AUFGABE A
Beantworten Sie anhand des Textauszugs über Kerstin Decker die folgenden Fragen:
(i) In welchem Jahr und in welcher Stadt wurde Kerstin Decker geboren?
(ii) Welches Buch erschien 2016 im Berlin Verlag?
(iii) Welche Überschrift trägt die Leseprobe?

TEXTAUSZUG
►

Kerstin Decker, geboren 1962 in Leipzig, promovierte Philosophin, ist Autorin des 'Tagesspiegel'. Zahlreiche Buchveröffentlichungen, darunter 'Lou Andreas-Salomé. Der bittersüße Funke Ich' und 'Nietzsche und Wagner. Geschichte einer Hassliebe'. Im Berlin Verlag erschienen 2015 'Meine Farm in Afrika. Das Leben der Frieda von Bülow' und 2016 'Die Schwester. Das Leben der Elisabeth Förster-Nietzsche'. Kerstin Decker lebt in Berlin.
Autorentext
Kerstin Decker, geboren 1962 in Leipzig, ist promovierte Philosophin und Autorin des »Tagesspiegel«. Sie veröffentlichte zahlreiche Bücher, darunter die hochgelobten Biografien über Lou Andreas-Salomé, Frieda von Bülow, Elisabeth Förster-Nietzsche und Franziska zu Reventlow.
Leseprobe
Allein in Tautenburg
(Elisabeth)
Es ist unmöglich, aber wahr: Ihr Bruder liebt eine andere. Bis eben war sie die einzige Frau in seinem Leben, und nun? Sie hätte das nie geglaubt, er ist nie von einem weiblichen Wesen nur halb so begeistert gewesen4, doch es ist geschehen.
Das ist Verrat.
Wann gab es ein Band zwischen Bruder und Schwester, so eng, so unauflöslich wie das ihre? Der unbedingte Beistandspakt zwischen ihnen, nie unterzeichnet und doch gültig von Ewigkeit zu Ewigkeit, er hat ihn gebrochen. Wegen einer Frau. Aber was heißt Frau? Wegen dieses Kuriosums von einem Weibe: Dieselbe Größe wie ihre Mutter, dieselbe unmöglich dünne Taille, derselbe hochgewölbte Busen (so daß man beim Anblick dieses Oberkörpers immer im Zweifel war, ob der obere oder der untere Theil der unnatürlichste sei) ... Und das ist erst der Anfang von Elisabeths Lou-Porträt5.

◄

AUFGABE B
Wandeln Sie die nachstehenden Zeilen in eine nummerierte Liste um, beginnend mit der Zeile, die „Report the location of each instance of the confetti“ enthält, und endend mit der Zeile, die „x=232, y=128“ enthält. Lassen Sie dabei Leerzeilen weg.

Extrahierte Zeilen
►

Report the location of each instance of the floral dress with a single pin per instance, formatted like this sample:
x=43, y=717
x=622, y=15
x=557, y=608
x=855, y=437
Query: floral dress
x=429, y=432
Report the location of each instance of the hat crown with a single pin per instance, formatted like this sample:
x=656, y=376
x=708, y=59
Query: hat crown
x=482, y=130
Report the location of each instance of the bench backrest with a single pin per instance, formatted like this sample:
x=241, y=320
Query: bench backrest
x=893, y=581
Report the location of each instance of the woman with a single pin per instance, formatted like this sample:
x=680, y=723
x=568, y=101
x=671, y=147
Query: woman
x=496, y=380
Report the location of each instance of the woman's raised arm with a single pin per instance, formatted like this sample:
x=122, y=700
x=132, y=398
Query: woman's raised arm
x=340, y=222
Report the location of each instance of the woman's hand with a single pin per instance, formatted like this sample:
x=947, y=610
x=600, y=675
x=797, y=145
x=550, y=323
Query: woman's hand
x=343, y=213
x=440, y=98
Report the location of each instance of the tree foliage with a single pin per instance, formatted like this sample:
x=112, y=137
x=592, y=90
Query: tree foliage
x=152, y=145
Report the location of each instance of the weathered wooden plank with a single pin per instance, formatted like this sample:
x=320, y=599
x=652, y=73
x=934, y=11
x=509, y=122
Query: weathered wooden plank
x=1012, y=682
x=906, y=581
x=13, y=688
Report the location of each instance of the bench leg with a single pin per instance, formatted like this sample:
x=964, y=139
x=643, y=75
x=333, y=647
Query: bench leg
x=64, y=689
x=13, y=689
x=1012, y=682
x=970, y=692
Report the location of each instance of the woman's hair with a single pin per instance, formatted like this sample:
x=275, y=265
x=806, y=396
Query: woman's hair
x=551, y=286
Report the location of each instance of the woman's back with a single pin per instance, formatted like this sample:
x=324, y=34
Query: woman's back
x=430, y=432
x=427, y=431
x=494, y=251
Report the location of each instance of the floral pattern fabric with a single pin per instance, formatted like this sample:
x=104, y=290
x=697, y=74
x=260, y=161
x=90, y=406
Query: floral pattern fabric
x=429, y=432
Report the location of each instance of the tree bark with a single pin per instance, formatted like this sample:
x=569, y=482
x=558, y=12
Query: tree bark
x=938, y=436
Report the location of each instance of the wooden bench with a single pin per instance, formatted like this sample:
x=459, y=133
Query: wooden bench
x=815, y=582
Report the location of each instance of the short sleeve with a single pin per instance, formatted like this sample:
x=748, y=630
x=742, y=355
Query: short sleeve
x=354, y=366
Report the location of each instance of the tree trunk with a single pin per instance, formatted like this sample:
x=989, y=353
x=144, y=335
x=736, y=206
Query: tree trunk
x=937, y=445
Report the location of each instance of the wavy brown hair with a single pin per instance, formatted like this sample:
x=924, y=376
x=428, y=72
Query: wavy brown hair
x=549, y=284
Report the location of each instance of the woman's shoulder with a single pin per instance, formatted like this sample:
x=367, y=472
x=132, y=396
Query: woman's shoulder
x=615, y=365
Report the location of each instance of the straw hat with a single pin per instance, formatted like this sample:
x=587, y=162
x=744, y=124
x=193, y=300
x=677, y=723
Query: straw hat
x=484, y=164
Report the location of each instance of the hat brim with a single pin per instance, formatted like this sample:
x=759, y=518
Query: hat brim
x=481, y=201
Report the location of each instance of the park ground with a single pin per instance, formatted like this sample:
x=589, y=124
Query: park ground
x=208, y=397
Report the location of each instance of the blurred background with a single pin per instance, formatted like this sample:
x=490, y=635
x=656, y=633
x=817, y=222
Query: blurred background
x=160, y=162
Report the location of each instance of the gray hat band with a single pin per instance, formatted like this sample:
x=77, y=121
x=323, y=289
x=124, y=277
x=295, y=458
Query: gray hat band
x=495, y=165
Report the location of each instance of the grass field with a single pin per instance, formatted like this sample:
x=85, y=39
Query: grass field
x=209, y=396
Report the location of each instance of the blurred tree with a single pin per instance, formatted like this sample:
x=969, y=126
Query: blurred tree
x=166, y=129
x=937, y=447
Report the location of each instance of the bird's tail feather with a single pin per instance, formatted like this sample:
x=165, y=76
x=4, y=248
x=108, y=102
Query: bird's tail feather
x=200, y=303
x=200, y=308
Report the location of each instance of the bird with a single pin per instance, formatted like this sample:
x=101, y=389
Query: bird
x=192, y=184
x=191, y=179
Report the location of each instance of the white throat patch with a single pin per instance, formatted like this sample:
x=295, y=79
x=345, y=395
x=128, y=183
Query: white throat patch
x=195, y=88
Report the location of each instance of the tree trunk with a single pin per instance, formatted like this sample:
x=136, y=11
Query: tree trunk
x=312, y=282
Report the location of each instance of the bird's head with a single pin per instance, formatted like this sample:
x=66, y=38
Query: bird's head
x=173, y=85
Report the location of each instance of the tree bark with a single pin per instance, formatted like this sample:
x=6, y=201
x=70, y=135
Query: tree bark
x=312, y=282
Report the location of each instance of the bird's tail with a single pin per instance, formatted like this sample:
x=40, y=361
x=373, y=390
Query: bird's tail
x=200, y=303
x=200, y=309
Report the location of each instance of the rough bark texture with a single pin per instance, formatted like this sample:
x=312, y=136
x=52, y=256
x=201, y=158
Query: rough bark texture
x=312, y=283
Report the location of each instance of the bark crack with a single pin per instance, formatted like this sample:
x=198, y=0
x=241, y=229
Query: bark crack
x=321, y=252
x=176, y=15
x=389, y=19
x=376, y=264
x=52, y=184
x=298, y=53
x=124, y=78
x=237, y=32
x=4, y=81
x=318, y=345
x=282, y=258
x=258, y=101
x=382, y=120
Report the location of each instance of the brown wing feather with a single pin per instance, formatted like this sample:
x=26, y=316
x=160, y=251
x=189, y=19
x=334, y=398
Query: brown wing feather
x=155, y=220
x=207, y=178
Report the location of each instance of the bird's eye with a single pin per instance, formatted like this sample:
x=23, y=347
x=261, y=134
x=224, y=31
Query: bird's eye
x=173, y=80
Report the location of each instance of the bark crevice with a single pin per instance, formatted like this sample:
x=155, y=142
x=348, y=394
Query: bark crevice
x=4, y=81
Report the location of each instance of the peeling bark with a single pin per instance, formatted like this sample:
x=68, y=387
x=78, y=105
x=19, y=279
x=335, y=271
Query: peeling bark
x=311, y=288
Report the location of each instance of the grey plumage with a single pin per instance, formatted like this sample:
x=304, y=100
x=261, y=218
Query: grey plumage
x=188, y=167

◄
►

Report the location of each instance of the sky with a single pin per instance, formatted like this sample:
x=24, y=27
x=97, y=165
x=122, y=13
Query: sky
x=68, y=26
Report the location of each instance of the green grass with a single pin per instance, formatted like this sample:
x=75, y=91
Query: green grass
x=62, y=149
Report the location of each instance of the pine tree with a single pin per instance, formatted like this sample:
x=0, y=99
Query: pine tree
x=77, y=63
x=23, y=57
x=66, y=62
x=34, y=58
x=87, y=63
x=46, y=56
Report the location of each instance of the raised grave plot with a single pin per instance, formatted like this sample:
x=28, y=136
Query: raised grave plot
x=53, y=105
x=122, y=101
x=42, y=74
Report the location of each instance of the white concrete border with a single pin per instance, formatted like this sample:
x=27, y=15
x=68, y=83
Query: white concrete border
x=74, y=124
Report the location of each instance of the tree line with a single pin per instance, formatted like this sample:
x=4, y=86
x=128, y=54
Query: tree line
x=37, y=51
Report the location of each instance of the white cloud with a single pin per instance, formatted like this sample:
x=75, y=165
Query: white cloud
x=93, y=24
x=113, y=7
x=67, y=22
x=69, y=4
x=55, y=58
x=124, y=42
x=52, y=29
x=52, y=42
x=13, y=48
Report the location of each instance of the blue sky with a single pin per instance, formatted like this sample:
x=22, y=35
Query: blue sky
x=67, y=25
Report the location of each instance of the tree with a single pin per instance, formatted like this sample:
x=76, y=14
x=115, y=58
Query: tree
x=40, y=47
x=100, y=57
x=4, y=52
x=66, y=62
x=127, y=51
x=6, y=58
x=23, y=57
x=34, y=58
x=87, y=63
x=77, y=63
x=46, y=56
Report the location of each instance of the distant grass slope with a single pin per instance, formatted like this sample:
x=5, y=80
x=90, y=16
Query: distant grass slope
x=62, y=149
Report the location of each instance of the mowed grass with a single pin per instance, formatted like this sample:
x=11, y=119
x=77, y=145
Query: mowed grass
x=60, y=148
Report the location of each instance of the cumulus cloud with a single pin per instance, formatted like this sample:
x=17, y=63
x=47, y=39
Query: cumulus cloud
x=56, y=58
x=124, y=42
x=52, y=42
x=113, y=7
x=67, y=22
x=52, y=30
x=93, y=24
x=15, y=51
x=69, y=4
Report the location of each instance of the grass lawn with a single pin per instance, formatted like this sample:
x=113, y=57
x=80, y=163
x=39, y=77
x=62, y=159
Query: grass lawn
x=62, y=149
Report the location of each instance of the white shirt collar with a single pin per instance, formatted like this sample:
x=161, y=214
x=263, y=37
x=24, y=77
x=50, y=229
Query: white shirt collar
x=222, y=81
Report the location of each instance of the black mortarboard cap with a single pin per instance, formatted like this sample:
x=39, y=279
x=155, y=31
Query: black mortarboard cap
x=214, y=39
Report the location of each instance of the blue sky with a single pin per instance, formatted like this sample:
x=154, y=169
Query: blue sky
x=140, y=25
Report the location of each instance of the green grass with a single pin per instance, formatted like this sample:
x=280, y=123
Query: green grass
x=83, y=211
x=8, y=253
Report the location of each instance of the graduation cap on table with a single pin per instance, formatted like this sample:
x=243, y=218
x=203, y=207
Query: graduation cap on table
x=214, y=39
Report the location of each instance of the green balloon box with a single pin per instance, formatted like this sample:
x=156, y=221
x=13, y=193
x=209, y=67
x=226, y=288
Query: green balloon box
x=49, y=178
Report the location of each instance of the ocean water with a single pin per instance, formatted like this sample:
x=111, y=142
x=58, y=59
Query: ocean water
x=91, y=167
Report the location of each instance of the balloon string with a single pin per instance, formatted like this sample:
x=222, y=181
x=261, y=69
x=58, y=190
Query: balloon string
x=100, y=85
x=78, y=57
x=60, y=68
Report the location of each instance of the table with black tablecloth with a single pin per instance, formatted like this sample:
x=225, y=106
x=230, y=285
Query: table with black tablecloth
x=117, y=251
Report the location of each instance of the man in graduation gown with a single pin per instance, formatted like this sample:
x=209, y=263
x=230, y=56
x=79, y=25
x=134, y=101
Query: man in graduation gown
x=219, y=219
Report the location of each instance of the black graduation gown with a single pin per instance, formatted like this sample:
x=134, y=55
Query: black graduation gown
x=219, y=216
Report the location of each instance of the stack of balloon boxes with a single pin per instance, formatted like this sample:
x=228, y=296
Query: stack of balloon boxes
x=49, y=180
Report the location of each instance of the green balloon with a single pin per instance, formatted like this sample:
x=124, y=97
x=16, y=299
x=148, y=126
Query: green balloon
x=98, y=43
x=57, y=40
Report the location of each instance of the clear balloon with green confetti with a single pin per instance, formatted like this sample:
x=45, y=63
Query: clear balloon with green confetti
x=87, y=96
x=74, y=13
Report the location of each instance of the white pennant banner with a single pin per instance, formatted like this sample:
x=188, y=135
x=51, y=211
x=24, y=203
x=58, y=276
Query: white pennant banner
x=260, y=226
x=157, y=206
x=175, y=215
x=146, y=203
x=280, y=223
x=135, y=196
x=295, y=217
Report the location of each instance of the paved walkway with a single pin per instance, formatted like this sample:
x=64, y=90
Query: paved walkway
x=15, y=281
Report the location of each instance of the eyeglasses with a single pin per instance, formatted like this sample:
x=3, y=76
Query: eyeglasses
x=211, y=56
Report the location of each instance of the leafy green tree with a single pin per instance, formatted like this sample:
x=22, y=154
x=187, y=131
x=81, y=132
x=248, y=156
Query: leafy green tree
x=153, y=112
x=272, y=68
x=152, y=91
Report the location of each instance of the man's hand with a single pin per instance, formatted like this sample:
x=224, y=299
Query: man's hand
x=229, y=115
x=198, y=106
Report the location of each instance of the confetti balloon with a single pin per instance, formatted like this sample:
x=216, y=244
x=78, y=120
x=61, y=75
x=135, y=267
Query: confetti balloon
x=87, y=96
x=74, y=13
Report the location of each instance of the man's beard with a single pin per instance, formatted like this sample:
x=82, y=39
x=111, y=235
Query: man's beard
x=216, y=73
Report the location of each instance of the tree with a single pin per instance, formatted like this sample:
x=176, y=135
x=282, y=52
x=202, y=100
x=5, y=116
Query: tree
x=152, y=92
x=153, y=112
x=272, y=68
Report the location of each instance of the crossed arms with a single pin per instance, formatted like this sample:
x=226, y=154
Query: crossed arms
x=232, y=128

◄

SCHRIFTLICHE ANTWORT A
(i) 1962 in Leipzig.
(ii) „Die Schwester. Das Leben der Elisabeth Förster-Nietzsche“.
(iii) „Allein in Tautenburg“.

SCHRIFTLICHE ANTWORT B
1. Report the location of each instance of the confetti balloon with a single pin per instance, formatted like this sample:
2. x=216, y=244
3. x=78, y=120
4. x=61, y=75
5. x=135, y=267
6. Query: confetti balloon
7. x=87, y=96
8. x=74, y=13
9. Report the location of each instance of the man's beard with a single pin per instance, formatted like this sample:
10. x=82, y=39
11. x=111, y=235
12. Query: man's beard
13. x=216, y=73
14. Report the location of each instance of the tree with a single pin per instance, formatted like this sample:
15. x=176, y=135
16. x=282, y=52
17. x=202, y=100
18. x=5, y=116
19. Query: tree
20. x=152, y=92
21. x=153, y=112
22. x=272, y=68
23. Report the location of each instance of the crossed arms with a single pin per instance, formatted like this sample:
24. x=226, y=154
25. Query: crossed arms
26. x=232, y=128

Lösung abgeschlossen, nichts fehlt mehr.